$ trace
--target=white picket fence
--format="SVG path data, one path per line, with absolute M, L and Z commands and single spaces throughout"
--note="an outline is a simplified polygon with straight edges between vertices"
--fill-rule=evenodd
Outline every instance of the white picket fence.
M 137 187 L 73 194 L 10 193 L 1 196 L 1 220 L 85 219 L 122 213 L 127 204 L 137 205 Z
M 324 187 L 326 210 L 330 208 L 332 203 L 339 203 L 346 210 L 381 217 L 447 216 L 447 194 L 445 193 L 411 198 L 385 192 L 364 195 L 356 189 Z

- - - - -

Devolva todas as linhas acima sem mudar nada.

$ trace
--target=white picket fence
--format="SVG path data, one path per line, with absolute M, L and Z commands and single spaces throughout"
--note="an outline is a simplified polygon with straight edges between vertices"
--fill-rule=evenodd
Outline every instance of the white picket fence.
M 137 187 L 73 194 L 10 193 L 1 196 L 1 220 L 85 219 L 122 213 L 127 204 L 137 205 Z
M 324 187 L 326 210 L 330 208 L 332 203 L 339 203 L 346 210 L 381 217 L 447 216 L 447 194 L 445 193 L 411 198 L 385 192 L 364 195 L 356 189 Z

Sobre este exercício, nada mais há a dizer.